Work instructions - Without including the images, transcribe each record precisely as it appears below.

Material supplied -
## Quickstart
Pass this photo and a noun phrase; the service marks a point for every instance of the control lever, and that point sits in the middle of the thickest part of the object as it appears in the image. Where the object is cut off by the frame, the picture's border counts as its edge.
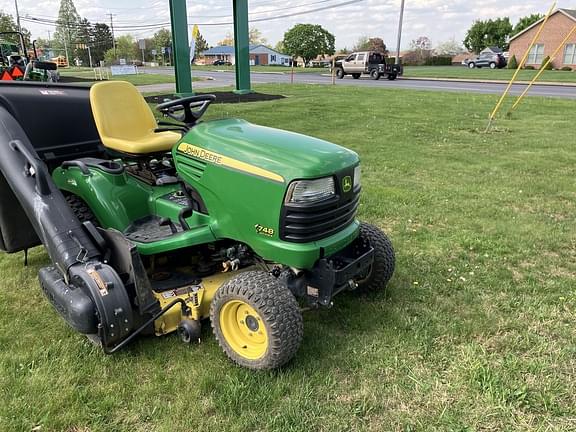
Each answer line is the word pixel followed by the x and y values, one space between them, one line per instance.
pixel 168 222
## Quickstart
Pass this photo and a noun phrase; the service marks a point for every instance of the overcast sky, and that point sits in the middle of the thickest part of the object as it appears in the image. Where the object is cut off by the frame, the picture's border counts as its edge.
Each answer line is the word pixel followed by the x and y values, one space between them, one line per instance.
pixel 440 20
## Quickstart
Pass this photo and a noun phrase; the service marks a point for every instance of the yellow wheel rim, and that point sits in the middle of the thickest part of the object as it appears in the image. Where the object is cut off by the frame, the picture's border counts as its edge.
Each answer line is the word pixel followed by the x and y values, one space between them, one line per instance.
pixel 243 329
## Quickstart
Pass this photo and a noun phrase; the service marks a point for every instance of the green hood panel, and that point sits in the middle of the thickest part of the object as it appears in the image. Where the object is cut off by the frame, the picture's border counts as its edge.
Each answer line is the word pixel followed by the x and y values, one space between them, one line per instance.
pixel 288 154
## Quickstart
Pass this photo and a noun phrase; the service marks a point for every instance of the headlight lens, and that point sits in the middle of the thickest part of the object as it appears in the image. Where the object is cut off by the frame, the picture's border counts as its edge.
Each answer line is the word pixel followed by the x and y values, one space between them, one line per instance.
pixel 357 176
pixel 306 191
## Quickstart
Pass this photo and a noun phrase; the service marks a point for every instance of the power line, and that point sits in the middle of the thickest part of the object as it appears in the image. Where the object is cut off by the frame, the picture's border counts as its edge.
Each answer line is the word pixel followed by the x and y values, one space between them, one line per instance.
pixel 112 30
pixel 43 21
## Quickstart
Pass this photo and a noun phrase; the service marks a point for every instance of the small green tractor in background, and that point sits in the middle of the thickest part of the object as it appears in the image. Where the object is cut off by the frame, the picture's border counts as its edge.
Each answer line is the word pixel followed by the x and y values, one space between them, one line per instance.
pixel 16 64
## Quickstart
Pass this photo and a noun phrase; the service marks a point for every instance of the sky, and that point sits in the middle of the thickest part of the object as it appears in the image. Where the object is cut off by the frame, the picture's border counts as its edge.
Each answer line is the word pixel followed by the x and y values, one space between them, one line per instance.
pixel 348 20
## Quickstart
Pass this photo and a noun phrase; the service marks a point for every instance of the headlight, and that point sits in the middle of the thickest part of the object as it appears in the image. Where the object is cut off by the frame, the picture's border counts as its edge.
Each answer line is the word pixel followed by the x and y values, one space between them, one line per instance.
pixel 306 191
pixel 357 176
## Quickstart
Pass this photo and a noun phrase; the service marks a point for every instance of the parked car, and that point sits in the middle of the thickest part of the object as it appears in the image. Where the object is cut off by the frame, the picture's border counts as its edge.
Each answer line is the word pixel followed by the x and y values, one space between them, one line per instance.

Answer space -
## Quickstart
Pass this photo and a noun phrase; the service marks a point for every instance of the control lever, and that point sits in the middle of the thickest part of the object as it appears in the image. Where the object is cut off by the frame, the picture's border counts as its edge.
Each answer line is the word pixel followed by the x and y values, one space between them, one line per instance.
pixel 168 222
## Quickstart
Pass this photo and a noun phrase; the service marks a point for every instance of the overcast sky, and that point sits in the middle of the thickest part of the object as it appears in the image. Where the object is cut off by the frame, the picture's border counts as its edge.
Each answer line is the word pixel followed by the x and y values, one space between them, one line per instance.
pixel 440 20
## Quickstart
Pass this photo and a noun phrase; the service marks a point for every instance of the yellow wheel rim, and that point sits in the middle of the thickest part of the object as it appears in the image. Where the object is cut off by the frame, the picture's border counts as its edge.
Each answer line is the word pixel followed by the x and y values, one space between them, one line per instance.
pixel 243 329
## Quickstart
Pass this photo and a noun phrase; the service marks a point for every instance of the green hood panel, and that point sits in the middle of the thickest part of the object as it appears in the image. Where the object is cut off by the frame, the picture's border counts as its edge.
Each answer line is the word pixel followed by the x and y values, one space between them, one line per instance.
pixel 288 154
## Quickstart
Pass this photo and a noun phrase; the service marks a point for every instance of the headlight lens, and that point sits in the middle of the thickest part of the object as it appears in the image. Where the object is cut off by the frame, the picture's border counts as its edge.
Each answer line is the word pixel followed by the x and y values, one space between them, one line per instance.
pixel 357 176
pixel 306 191
## Quickstart
Pass this photo and a noun phrase; the service marks a point for every instance of the power line, and that point sits in the middle of the thickest part of the object as it appears in the image. Where the object is cut off by the frame, the picture's border counts as its edge.
Each answer line is the word pixel followed by the x and y values, one space between them, one line per instance.
pixel 112 30
pixel 43 21
## Quickstart
Pass this photo and a noun phrase; the service marks a point for every instance of the small green tractor in background, and that point sits in the middle of the thickest part of the object as it appears in the image. Where the object is cut off by the frame, the picture's border counts as its edge.
Each answer line is the word pixel followed by the x and y values, one space between them, one line per instance.
pixel 16 64
## Quickstart
Pass this photo and a noun phrase; the service marks a point for every instance of the sky, and that point sits in the middle of the thickest part of the object as it appears in the image. Where the object is cut off by the frame, the picture's border counts as its edge.
Each answer line is the word pixel followed by the x and y values, one space between them, one line per instance.
pixel 348 20
## Quickstart
Pass this photo and a noun phrase; the service marks a point for every instance of the headlight, and that point sits in the middle of the thickest part of the object as it appears in the image. Where the object is cut off by the frame, the picture's border counts as its edge.
Each answer line is the word pixel followed by the x and y values, one space between them, one line per instance.
pixel 306 191
pixel 357 176
## Quickstart
Pass this photo and a noun phrase; the service marks a point for every instance of the parked car, and that point sits in the middle of the thickest part of the object as it appears in the image. Where the object is cut off by the frame, the picture's border counts as its edge.
Each answer line is the word pixel followed by the x and y values, one space between them, one line per instance.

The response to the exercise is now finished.